#### WORK INSTRUCTIONS
Pull out every line of the records below that contains the word "grey". Case counts.

(Some records)
*-*-*

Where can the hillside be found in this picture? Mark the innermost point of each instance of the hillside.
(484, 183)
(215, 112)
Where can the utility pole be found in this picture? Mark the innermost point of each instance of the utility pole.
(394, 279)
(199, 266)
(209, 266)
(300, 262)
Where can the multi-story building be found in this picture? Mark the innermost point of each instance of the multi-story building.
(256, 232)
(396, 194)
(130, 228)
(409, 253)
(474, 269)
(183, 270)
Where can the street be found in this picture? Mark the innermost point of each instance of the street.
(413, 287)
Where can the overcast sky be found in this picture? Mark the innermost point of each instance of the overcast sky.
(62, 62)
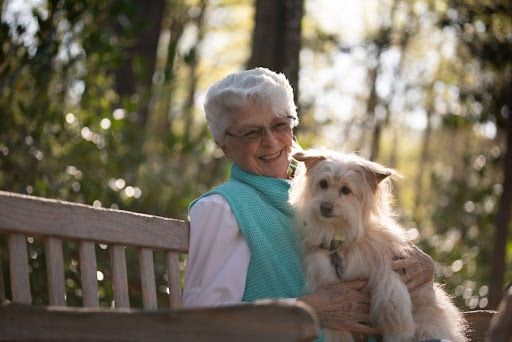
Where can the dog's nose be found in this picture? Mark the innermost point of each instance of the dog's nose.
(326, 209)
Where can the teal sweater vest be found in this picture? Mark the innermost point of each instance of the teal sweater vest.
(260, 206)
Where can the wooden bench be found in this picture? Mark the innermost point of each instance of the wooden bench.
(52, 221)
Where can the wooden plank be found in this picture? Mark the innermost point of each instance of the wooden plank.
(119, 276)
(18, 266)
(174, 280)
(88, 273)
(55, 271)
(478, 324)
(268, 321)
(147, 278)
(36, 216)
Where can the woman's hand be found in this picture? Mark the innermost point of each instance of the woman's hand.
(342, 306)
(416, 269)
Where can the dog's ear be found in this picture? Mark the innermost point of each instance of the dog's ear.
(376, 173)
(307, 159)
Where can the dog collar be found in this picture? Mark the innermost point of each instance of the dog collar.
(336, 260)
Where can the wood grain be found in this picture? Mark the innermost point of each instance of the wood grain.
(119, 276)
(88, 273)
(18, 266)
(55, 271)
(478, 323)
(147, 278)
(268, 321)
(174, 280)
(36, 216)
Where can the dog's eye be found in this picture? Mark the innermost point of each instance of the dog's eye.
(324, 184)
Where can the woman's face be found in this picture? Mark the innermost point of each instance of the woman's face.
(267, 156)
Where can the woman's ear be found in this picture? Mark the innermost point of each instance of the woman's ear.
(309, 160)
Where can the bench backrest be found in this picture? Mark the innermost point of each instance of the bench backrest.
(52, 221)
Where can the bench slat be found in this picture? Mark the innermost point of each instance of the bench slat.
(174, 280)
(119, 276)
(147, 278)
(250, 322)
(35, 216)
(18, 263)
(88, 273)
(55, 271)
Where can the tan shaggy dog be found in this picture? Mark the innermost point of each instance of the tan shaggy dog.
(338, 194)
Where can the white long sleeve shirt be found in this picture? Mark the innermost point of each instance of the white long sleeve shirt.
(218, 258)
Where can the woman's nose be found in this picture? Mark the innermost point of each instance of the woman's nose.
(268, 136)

*-*-*

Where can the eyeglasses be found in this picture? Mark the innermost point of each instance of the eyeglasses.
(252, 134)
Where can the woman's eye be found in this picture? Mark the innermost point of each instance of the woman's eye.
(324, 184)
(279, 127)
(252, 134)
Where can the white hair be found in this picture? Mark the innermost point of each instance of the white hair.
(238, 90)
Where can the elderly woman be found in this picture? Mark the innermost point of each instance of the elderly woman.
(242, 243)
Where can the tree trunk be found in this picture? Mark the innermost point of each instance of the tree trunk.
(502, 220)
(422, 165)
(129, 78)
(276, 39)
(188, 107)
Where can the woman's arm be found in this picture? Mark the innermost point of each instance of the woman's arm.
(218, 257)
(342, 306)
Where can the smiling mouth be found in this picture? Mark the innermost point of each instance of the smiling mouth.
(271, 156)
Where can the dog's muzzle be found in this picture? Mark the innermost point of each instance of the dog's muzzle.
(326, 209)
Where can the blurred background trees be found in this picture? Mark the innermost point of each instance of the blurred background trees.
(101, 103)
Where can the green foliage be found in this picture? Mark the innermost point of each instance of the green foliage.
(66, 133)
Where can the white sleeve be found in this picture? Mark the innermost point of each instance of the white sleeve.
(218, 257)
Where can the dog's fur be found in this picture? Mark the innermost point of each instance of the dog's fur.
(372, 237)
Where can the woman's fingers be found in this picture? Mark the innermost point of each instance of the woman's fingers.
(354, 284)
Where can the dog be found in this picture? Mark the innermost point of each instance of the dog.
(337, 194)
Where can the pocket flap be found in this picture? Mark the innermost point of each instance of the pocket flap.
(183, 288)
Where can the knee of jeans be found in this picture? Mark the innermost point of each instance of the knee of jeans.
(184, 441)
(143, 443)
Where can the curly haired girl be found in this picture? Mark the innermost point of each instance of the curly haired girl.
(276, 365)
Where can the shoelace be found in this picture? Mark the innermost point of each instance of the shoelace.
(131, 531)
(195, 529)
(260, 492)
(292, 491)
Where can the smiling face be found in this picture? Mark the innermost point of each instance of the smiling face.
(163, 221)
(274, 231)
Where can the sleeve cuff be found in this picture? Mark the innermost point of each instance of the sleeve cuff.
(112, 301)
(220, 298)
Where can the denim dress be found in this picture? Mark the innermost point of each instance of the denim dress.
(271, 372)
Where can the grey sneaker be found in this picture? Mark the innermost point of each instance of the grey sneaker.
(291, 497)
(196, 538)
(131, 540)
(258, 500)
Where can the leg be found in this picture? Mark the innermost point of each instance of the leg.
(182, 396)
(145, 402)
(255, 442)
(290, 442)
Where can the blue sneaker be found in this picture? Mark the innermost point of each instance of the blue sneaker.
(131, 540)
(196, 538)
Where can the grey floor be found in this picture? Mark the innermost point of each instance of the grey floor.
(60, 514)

*-*-*

#### FINAL RESULT
Where can the grey sneaker be found in this picture? Mark the innermost point of each instance of the grey sneaker.
Where can the grey floor be found in this picture? Mark the innermost point of each instance of the grey floor.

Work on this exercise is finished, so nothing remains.